==== Material provided ====

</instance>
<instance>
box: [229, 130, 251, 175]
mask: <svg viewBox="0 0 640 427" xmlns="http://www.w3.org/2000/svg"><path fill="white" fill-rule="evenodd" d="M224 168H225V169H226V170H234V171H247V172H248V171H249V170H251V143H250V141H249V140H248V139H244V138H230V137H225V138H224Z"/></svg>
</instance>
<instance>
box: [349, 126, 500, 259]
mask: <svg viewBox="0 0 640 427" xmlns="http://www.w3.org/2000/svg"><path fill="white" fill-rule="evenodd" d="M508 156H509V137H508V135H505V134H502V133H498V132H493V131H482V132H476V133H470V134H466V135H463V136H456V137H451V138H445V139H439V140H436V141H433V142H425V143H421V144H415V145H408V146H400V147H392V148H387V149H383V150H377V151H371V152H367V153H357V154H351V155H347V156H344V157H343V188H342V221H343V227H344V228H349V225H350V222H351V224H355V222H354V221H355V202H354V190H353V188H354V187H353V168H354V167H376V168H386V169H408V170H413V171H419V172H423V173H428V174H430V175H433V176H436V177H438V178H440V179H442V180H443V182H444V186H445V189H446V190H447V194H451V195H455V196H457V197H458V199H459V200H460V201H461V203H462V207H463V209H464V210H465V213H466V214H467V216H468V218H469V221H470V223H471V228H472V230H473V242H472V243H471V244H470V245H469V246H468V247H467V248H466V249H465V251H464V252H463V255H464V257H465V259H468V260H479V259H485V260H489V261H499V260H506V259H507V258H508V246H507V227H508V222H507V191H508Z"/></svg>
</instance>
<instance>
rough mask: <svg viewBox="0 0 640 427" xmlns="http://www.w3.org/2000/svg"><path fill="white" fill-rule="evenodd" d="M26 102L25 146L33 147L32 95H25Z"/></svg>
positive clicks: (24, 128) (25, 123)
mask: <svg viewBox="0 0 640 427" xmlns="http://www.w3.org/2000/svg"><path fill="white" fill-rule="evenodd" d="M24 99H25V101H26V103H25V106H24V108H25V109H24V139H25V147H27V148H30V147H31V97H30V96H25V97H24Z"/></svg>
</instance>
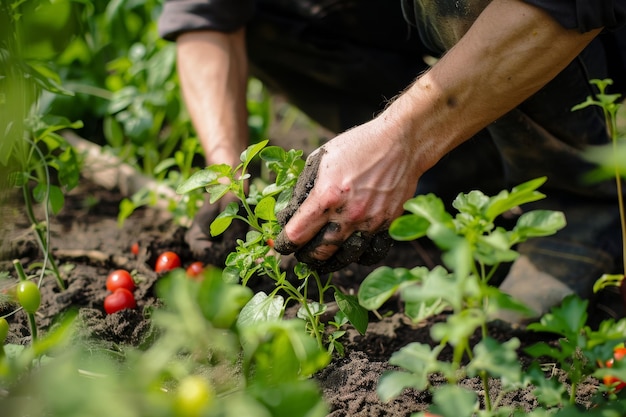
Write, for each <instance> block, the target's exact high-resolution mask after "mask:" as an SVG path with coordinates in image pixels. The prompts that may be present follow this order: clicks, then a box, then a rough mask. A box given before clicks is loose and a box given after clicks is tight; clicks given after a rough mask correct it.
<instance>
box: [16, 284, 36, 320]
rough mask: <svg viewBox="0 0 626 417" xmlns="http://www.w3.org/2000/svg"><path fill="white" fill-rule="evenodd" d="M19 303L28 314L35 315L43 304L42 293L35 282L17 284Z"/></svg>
mask: <svg viewBox="0 0 626 417" xmlns="http://www.w3.org/2000/svg"><path fill="white" fill-rule="evenodd" d="M17 301H19V303H20V305H21V306H22V307H24V310H26V312H27V313H30V314H34V313H35V312H36V311H37V310H38V309H39V305H40V304H41V292H40V291H39V287H38V286H37V284H35V283H34V282H33V281H20V282H19V283H18V284H17Z"/></svg>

====

__Exercise requirements__
Find each line in the data above that contains the string "clicks" and copy those lines out in full.

__Reply to the exercise__
positive clicks: (24, 128) (25, 123)
Write, for each <instance> block, the target's exact high-resolution mask after "mask:" as an SVG path with coordinates in image pixels. The prompts that may be present follow this order: clicks, then a box, then a rough mask. A box given before clicks is loose and a box given after clicks is tight; clicks given after a rough mask correct it.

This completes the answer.